*EXCERPT:*

* * * * * * * * *

House Labor Committee Approves Diacetyl Bill

June 21, 2007
In a bipartisan voice vote, the House Education and Labor Committee passed legislation that would impel OSHA to promulgate a standard to protect workers from exposure to the popcorn-flavoring agent diacetyl – on the condition that the National Institute for Occupational Safety and Health (NIOSH) conduct studies on other food-flavoring agents as well.

Rep. Lynn Woolsey, D-Calif., on June 13 introduced the Popcorn Workers Lung Disease Prevention Act (H.R. 2693), which, if signed, would require OSHA to issue an interim final standard mandating engineering controls, work practice controls and respiratory protection to minimize workers' exposure to diacetyl. The legislation would apply to all locations in the flavoring manufacturing industry that make, use, handle or process diacetyl and to all microwave popcorn production and packaging establishments that use diacetyl-containing flavors in the manufacture of microwave popcorn.

With the committee passage of the bill – which still must pass muster with the House and Senate – Woolsey took advantage of the opportunity to admonish OSHA for failing to issue even an informational bulletin alerting workers to the potential hazards of diacetyl.

“What’s troubling is that if OSHA had taken action in a timely manner, we would not need to pass a bill to require OSHA to do something that it should have done a long time ago,” said Woolsey, who is chairwoman of the Subcommittee on Workforce Protections. “While OSHA has ignored the warnings of NIOSH and others concerning this devastating disease, workers have become sick and disabled, and several have died, all in an astonishingly short period of time. That’s why this legislation is so important – it will save lives. I am thankful that the committee has chosen to pass my legislation and I look forward to bringing it to the floor.”

* * * * * * * * *

[Stored items from a collection]
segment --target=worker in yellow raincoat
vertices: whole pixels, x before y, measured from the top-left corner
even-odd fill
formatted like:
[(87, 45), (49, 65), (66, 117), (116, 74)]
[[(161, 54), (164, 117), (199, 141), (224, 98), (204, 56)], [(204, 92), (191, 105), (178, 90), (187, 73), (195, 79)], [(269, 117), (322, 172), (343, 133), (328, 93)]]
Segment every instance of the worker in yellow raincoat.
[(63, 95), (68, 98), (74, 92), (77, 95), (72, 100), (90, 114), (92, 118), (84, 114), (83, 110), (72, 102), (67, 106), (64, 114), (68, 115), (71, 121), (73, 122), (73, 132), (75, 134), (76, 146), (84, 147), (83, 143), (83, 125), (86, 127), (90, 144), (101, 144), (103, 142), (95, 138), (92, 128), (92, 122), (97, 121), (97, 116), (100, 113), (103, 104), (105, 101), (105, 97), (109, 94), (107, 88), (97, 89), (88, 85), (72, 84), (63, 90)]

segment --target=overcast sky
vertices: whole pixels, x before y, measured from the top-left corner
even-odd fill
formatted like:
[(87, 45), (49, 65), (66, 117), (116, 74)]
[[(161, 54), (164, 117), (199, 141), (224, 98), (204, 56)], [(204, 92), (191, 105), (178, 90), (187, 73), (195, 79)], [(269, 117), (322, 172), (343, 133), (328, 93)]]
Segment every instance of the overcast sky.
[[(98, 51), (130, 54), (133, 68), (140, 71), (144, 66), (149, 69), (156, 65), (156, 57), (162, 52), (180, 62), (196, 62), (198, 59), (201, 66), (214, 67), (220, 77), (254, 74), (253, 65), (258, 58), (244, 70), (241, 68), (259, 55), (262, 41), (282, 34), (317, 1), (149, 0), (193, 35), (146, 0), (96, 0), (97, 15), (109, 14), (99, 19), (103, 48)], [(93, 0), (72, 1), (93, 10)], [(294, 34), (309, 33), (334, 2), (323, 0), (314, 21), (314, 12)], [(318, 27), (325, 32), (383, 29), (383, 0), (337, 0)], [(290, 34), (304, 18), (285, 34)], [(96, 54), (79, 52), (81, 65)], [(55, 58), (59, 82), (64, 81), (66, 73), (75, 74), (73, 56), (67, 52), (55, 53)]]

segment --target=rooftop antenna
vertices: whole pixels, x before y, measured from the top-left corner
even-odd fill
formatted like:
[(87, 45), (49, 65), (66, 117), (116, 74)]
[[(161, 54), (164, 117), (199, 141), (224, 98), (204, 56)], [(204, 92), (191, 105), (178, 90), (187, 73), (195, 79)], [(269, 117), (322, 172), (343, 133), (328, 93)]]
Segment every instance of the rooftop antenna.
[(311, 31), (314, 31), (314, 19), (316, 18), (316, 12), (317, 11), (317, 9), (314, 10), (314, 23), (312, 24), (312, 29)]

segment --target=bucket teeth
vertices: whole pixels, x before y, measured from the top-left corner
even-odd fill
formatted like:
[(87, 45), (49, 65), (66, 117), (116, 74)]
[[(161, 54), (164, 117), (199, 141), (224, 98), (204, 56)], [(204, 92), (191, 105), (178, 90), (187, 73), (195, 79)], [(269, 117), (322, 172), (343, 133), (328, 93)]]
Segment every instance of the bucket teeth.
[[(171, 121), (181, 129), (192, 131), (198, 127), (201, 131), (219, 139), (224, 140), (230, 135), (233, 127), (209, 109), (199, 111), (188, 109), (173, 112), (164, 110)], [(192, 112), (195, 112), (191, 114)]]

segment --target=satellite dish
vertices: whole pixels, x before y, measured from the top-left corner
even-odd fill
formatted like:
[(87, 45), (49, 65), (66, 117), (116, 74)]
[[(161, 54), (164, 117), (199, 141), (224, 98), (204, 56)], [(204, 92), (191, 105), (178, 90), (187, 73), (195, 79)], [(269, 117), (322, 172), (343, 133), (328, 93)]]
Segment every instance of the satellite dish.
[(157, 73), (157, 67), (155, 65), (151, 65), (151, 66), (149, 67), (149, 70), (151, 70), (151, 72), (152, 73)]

* * * * * * * * *

*TASK LIST:*
**A)** From the diacetyl bill article, extract the passage that begins at the words "June 21, 2007" and stops after the words "agents as well.".
**B)** In the diacetyl bill article, what is the name of the bill Rep. Lynn Woolsey introduced on June 13?

*TASK RESULTS:*
**A)**
June 21, 2007
In a bipartisan voice vote, the House Education and Labor Committee passed legislation that would impel OSHA to promulgate a standard to protect workers from exposure to the popcorn-flavoring agent diacetyl – on the condition that the National Institute for Occupational Safety and Health (NIOSH) conduct studies on other food-flavoring agents as well.

**B)** The Popcorn Workers Lung Disease Prevention Act (H.R. 2693).